As I have mentioned in a couple of recent posts, I am extremely worried that a lot of the work going on at the moment in planning important transport projects (like AMETI) and large-scale land-use planning projects (like Flat Bush) is ignoring one of the most important pieces in the puzzle of sorting out land-use and transport planning in a huge swathe of Auckland: its southeast.

By southeast Auckland I am referring to the area east of the Tamaki River, and right down to where Te Irirangi Drive links in with Manukau City. This includes the suburbs of Howick, Pakuranga, Highland Park, Botany, Dannemora, Flat Bush and others. This area has experienced huge growth and development over the past 20-30 years, but has almost no public transport infrastructure (and pretty poor general roading linkages with the rest of Auckland). In response to the utterly unacceptable current situation, most of Auckland’s long term transport plans and strategies propose a “Rapid Transit Network” (RTN) corridor between Manukau City in the south and Panmure in the north – linking together with Flat Bush, Botany and Pakuranga. This is shown in ARTA’s Auckland Transport Plan:

As you can see it’s all spelled out pretty clearly in the Auckland Transport Plan, and basically the same route gets mention in the ARC’s 2010-2040 Regional Land Transport Strategy, although the RLTS does go one step further in its consideration of this RTN by stating this: I must say as soon as I hear the words “future proofed for light-rail” a huge red flag, flashing lights and a siren starts wailing inside my head that it’s complete and utter rubbish. Most of the things that have been future-proofed for light rail in Auckland have been done so to a vastly sub-standard level, and furthermore why the heck would we want light-rail out there? What would it link into? Would it be faster and of a higher capacity than buses? If not, why would we bother? If so, how much extra would it cost to go to heavy rail and actually link in with the existing rail system at Panmure and Manukau? I really do wonder whether any thought has gone into answering these questions.

Records to use |

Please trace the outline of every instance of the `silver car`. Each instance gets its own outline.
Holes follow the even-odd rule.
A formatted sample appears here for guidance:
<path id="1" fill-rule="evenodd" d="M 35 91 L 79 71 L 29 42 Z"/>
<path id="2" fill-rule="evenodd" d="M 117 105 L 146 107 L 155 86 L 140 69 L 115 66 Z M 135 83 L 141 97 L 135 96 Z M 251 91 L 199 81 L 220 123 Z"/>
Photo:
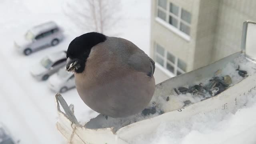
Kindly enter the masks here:
<path id="1" fill-rule="evenodd" d="M 64 38 L 63 30 L 54 22 L 33 27 L 24 36 L 14 41 L 18 51 L 26 55 L 48 46 L 55 46 Z"/>
<path id="2" fill-rule="evenodd" d="M 30 73 L 38 80 L 46 80 L 66 65 L 66 51 L 56 52 L 43 58 L 32 67 Z"/>
<path id="3" fill-rule="evenodd" d="M 64 92 L 74 88 L 75 76 L 73 73 L 68 72 L 65 67 L 61 68 L 49 79 L 50 88 L 55 92 Z"/>

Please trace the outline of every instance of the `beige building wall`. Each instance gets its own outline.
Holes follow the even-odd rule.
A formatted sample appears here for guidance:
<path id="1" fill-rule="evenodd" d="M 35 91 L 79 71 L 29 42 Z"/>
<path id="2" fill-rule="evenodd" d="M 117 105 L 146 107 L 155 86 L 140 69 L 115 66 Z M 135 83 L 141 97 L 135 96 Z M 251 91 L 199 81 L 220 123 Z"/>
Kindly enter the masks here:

Problem A | Translate this sentence from the text on southeast Auckland transport into French: "By southeast Auckland I am referring to the area east of the Tamaki River, and right down to where Te Irirangi Drive links in with Manukau City."
Problem B | Express the lines of the records, starting with the first line of the records and going on through the line with "64 92 L 74 88", as a JSON list of strings, one string per line, with blank lines and the picture omitted.

Written response A | Par le sud-est d'Auckland, j'entends la zone située à l'est de la rivière Tamaki, et jusqu'à l'endroit où Te Irirangi Drive rejoint Manukau City.

Written response B |
[
  "Please trace the outline of every instance of the `silver car`. Each instance gets its own outline.",
  "Holes follow the even-odd rule.",
  "A formatted sample appears here for guidance:",
  "<path id=\"1\" fill-rule=\"evenodd\" d=\"M 35 91 L 79 71 L 29 42 Z\"/>",
  "<path id=\"2\" fill-rule=\"evenodd\" d=\"M 117 105 L 146 107 L 155 86 L 140 69 L 115 66 Z M 135 83 L 141 97 L 135 96 Z M 251 91 L 199 81 L 220 123 Z\"/>",
  "Photo:",
  "Kindly enter the masks here:",
  "<path id=\"1\" fill-rule=\"evenodd\" d=\"M 64 38 L 63 30 L 54 22 L 33 27 L 24 36 L 14 41 L 18 51 L 26 55 L 48 46 L 55 46 Z\"/>",
  "<path id=\"2\" fill-rule=\"evenodd\" d=\"M 30 73 L 38 80 L 46 80 L 66 65 L 66 51 L 56 52 L 43 58 L 32 67 Z\"/>",
  "<path id=\"3\" fill-rule=\"evenodd\" d=\"M 64 92 L 74 88 L 75 76 L 73 73 L 68 72 L 65 67 L 61 68 L 49 79 L 50 88 L 55 92 Z\"/>"
]